§ What this task involves
Down to the last line, copy the records below without any change.

§ Exercise inputs
★ ★ ★ ★

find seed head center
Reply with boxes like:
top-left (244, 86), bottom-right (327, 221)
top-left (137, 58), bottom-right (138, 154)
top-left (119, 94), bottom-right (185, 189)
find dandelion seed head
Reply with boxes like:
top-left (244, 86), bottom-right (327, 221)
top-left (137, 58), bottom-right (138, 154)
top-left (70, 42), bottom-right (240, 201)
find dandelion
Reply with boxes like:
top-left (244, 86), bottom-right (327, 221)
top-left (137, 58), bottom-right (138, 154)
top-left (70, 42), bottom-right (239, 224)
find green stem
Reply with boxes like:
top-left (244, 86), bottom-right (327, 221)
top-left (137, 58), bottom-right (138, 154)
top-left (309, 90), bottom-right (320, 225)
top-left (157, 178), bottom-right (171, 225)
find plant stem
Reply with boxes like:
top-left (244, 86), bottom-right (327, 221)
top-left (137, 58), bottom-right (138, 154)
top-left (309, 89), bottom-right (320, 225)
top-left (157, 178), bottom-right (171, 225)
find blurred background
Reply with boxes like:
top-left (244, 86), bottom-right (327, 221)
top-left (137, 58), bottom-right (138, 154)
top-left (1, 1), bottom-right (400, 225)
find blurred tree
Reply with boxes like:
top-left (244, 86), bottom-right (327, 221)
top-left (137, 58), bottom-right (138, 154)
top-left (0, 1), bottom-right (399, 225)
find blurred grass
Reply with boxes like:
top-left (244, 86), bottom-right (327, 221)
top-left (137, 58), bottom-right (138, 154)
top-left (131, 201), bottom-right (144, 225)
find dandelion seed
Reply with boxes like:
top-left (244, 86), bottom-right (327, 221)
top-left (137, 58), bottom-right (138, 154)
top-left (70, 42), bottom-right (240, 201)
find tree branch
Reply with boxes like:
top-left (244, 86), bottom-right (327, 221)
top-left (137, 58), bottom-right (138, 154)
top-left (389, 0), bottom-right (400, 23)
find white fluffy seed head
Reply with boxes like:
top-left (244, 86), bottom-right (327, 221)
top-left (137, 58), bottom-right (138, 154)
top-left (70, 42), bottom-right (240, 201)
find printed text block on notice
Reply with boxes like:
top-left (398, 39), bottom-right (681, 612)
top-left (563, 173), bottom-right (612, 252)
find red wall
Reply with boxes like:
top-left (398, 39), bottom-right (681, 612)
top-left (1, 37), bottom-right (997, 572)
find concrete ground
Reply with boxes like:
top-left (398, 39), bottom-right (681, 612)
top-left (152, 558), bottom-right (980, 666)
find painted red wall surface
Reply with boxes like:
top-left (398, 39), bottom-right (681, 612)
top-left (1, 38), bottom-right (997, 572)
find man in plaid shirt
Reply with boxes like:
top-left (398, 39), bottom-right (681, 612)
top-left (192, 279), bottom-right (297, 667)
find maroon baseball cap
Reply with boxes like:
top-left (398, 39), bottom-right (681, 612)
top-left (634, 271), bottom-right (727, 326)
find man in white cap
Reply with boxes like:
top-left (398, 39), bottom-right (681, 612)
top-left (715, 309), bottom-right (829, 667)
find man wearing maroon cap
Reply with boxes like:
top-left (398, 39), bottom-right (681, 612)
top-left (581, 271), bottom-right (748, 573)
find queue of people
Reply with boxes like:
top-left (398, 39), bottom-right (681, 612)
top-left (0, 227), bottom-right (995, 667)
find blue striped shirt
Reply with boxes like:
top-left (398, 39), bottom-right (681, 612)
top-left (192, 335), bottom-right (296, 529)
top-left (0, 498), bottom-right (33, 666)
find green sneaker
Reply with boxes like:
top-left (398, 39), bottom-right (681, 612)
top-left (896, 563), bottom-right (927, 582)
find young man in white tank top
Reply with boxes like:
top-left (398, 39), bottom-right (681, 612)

★ ★ ★ ★

§ Exercise result
find seed head center
Reply with boxes like:
top-left (244, 86), bottom-right (327, 221)
top-left (137, 58), bottom-right (138, 154)
top-left (119, 94), bottom-right (185, 189)
find dandelion seed head
Reply with boxes like:
top-left (244, 86), bottom-right (327, 221)
top-left (137, 58), bottom-right (138, 154)
top-left (70, 42), bottom-right (240, 201)
find dandelion
Reply with boxes like:
top-left (244, 86), bottom-right (327, 221)
top-left (137, 58), bottom-right (138, 154)
top-left (70, 42), bottom-right (239, 224)
find green stem
Reply with boxes like:
top-left (244, 86), bottom-right (327, 221)
top-left (137, 58), bottom-right (138, 154)
top-left (309, 90), bottom-right (320, 225)
top-left (157, 178), bottom-right (171, 225)
find plant stem
Reply with boxes like:
top-left (244, 86), bottom-right (327, 221)
top-left (137, 58), bottom-right (138, 154)
top-left (309, 89), bottom-right (320, 225)
top-left (157, 178), bottom-right (171, 225)
find blurred background
Reply with boxes like:
top-left (244, 86), bottom-right (327, 221)
top-left (137, 58), bottom-right (138, 154)
top-left (1, 1), bottom-right (400, 225)
find blurred tree
Reply with boxes like:
top-left (244, 86), bottom-right (327, 221)
top-left (137, 58), bottom-right (138, 154)
top-left (0, 1), bottom-right (399, 225)
find blurred grass
Reply with boxes like:
top-left (244, 86), bottom-right (327, 221)
top-left (137, 58), bottom-right (138, 154)
top-left (131, 201), bottom-right (144, 225)
find dandelion seed
Reply with boxes like:
top-left (244, 86), bottom-right (327, 221)
top-left (137, 58), bottom-right (138, 154)
top-left (70, 42), bottom-right (240, 201)
find tree branch
Reply with boxes like:
top-left (244, 86), bottom-right (327, 221)
top-left (137, 58), bottom-right (138, 154)
top-left (389, 0), bottom-right (400, 23)
find white fluffy seed head
Reply with boxes like:
top-left (244, 86), bottom-right (327, 221)
top-left (137, 58), bottom-right (138, 154)
top-left (70, 42), bottom-right (240, 201)
find printed text block on notice
Reply with boxes like:
top-left (398, 39), bottom-right (681, 612)
top-left (563, 173), bottom-right (612, 252)
find red wall
Reply with boxes like:
top-left (398, 39), bottom-right (681, 612)
top-left (1, 37), bottom-right (997, 572)
find concrete ground
Reply with boxes like:
top-left (398, 39), bottom-right (681, 612)
top-left (152, 558), bottom-right (980, 666)
find painted red wall surface
Reply with boxes like:
top-left (398, 39), bottom-right (681, 612)
top-left (1, 38), bottom-right (997, 572)
find man in plaid shirt
Reply with boxes like:
top-left (398, 39), bottom-right (681, 612)
top-left (192, 279), bottom-right (297, 667)
find maroon baseball cap
Reply with boxes like:
top-left (398, 39), bottom-right (681, 612)
top-left (634, 271), bottom-right (727, 326)
find man in white cap
Reply with boxes like:
top-left (398, 39), bottom-right (681, 612)
top-left (715, 309), bottom-right (829, 667)
find man wearing maroon cap
Reply with boxes like:
top-left (398, 39), bottom-right (681, 612)
top-left (581, 271), bottom-right (748, 573)
find queue of people
Reply with boxes like:
top-left (398, 39), bottom-right (681, 612)
top-left (0, 227), bottom-right (995, 667)
find blue striped shirt
Reply with boxes like:
top-left (398, 39), bottom-right (681, 612)
top-left (192, 335), bottom-right (296, 529)
top-left (0, 498), bottom-right (33, 666)
find green sneaker
Reply with boxes like:
top-left (398, 39), bottom-right (681, 612)
top-left (896, 563), bottom-right (927, 582)
find young man in white tank top
Reply with boxes like:
top-left (398, 39), bottom-right (681, 612)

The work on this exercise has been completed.